(Source text)

Sunday, February 18, 2018
Curcumin Could Be Good News For Aging People With Memory Loss
2/5/2018 2:25:59 PM
Antonio Manaytay - Fourth Estate Contributor

Los Angeles, CA, United States (4E) - A new study had suggested that daily consumption of a certain type of curcumin could help aging people with mild memory loss. It could also give a lift to their mood, too.

UCLA researchers, in a study published online in the American Journal of Geriatric Psychiatry, said the research focused on how the easily absorbed curcumin supplement could affect the memory performance in people suffering from dementia. It also examined the effects of curcumin on the brains of people with Alzheimer's disease.

Curcumin in turmeric had been found in previous studies to contain anti-inflammatory and anti-oxidant potential.

"Exactly how curcumin exerts its effects is not certain, but it may be due to its ability to reduce brain inflammation, which has been linked to both Alzheimers' disease and major depression," study's first author Dr. Gary Small, director of geriatric psychology at UCLA's Longevity Center, said.

(End Source text)

Please continue the news article about curcumin and memory loss, picking up after Dr. Gary Small's quote.

(Information supplied)

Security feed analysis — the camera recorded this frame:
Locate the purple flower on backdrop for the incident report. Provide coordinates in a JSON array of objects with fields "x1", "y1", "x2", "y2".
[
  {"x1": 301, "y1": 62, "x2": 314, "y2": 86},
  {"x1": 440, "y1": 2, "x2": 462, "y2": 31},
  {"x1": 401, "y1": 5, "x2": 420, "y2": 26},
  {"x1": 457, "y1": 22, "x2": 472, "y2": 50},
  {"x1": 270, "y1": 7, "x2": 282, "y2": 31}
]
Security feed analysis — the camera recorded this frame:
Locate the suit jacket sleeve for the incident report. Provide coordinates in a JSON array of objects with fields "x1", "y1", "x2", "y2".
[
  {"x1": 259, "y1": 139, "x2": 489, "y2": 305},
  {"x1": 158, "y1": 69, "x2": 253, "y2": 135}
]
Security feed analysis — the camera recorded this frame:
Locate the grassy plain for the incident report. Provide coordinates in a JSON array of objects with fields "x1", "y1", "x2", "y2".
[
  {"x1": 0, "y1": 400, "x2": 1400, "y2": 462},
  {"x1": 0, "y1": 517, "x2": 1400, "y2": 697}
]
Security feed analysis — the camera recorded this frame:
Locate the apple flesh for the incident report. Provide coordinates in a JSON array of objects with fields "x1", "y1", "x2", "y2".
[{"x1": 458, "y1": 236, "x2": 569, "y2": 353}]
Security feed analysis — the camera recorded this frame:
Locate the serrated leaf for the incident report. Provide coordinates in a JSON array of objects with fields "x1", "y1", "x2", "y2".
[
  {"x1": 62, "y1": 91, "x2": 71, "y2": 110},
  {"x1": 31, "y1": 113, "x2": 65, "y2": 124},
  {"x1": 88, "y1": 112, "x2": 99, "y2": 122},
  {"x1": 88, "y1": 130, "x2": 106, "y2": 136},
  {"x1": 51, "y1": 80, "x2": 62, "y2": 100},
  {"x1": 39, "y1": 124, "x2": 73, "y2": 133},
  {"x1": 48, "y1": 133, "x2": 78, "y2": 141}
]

(End Information supplied)

- Response box:
The double-blind and placebo-controlled study involved some 40 adults, whose ages are between 50 and 90, suffering from mild memory problems. Randomly chosen, each participant received twice a day for 18 months either a placebo or 90 milligrams of curcumin.

Initially, the participants had undergone the same cognitive assessments repeated every six months. The researchers determined the level of curcumin in their blood at the start of the study and at the end of 18 months.

Thirty of the participants went through PET scan, shorthand for positron emission tomography, to measure the levels of amyloid and tau in their brains at the start of the study and after 18 months.

Small, who is also the director of geriatric psychiatry division at the Semel Institute for Neuroscience and Human Behavior, it was found out that people who consumed curcumin had their memory and cognitive skills improved while those who took placebo did not show any improvement.

Subsequent memory tests had shown that the participants who took curcumin improved their memory by 28 percent. They also displayed slight improvement in their mood while their PET scan results showed reduced levels of amyloid and tau signals in their amygdala and hypothalamus compared to those who took the placebo. The regions of the brain that control some memory and emotional functions are called amygdale and hypothalamus.

Four curcumin-consuming participants and two who consumed placebos had reported mild side effects such as abdominal pain and nausea.

Small said the study had shown that taking "relatively safe form of curcumin could provide meaningful cognitive benefits over the years."